Or the negative just means that as the radius increases, the GPE decreases due to the transferring of energy to KE?

Sorry for all the post, Im trying to work this all out in my head right now.lol

EDIT: This would only make sense if the radius was approaching the earth and not going away...

hiaips

Full Member
5+ Year Member
Formula given in passage: Potential Energy = -(GMm/r)

If the distance between two masses is tripled, then the magnitude of the gravitational potential energy is:

Ans: decreased by a factor of 3

What about the Negative sign?? in TBR's explanation they said if you triple the radius then you get less negative but doesn't that mean you increased your potential energy by factor of 3??

for example if at first it was -3 but because you triple the distance and now it is -1 that should mean you increased by a factor of 3. Am i wrong in my reasoning?

In general, the gravitational PE *does* increase as the distance between two objects increases, for the reasons that you state. However, this question asks you to compare the magnitudes of the energies. When dealing with scalar quantities (such as energy), "magnitude" refers to the absolute value of that quantity.

Records contained in a dataset:
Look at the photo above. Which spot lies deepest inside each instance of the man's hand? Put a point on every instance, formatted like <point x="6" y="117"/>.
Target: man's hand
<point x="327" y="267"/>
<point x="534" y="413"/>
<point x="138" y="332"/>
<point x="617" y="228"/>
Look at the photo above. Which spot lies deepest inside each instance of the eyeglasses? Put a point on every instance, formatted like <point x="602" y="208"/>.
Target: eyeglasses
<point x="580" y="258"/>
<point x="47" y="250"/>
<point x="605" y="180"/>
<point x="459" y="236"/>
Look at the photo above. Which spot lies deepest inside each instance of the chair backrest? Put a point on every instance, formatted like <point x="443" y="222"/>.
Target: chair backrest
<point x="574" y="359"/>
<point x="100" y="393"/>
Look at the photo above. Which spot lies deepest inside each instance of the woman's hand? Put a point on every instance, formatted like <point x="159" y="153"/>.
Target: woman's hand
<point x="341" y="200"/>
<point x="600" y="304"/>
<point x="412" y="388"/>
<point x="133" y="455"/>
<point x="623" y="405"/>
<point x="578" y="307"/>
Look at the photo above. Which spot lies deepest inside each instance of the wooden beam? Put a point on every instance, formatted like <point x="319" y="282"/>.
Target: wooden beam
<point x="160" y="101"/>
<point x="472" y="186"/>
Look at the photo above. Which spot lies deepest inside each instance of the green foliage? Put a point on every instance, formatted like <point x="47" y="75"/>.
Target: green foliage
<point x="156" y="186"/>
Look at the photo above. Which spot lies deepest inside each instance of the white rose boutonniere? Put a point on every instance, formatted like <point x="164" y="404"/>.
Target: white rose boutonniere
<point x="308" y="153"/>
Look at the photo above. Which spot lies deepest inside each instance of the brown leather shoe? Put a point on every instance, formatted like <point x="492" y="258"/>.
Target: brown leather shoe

■ AIM
Copy out the forum discussion on gravitational potential energy word for word, from its first line to its last.

■ FINISHED ANSWER
Or the negative just means that as the radius increases, the GPE decreases due to the transferring of energy to KE?

Sorry for all the post, Im trying to work this all out in my head right now.lol

EDIT: This would only make sense if the radius was approaching the earth and not going away...

hiaips

Full Member
5+ Year Member
Formula given in passage: Potential Energy = -(GMm/r)

If the distance between two masses is tripled, then the magnitude of the gravitational potential energy is:

Ans: decreased by a factor of 3

What about the Negative sign?? in TBR's explanation they said if you triple the radius then you get less negative but doesn't that mean you increased your potential energy by factor of 3??

for example if at first it was -3 but because you triple the distance and now it is -1 that should mean you increased by a factor of 3. Am i wrong in my reasoning?

In general, the gravitational PE *does* increase as the distance between two objects increases, for the reasons that you state. However, this question asks you to compare the magnitudes of the energies. When dealing with scalar quantities (such as energy), "magnitude" refers to the absolute value of that quantity.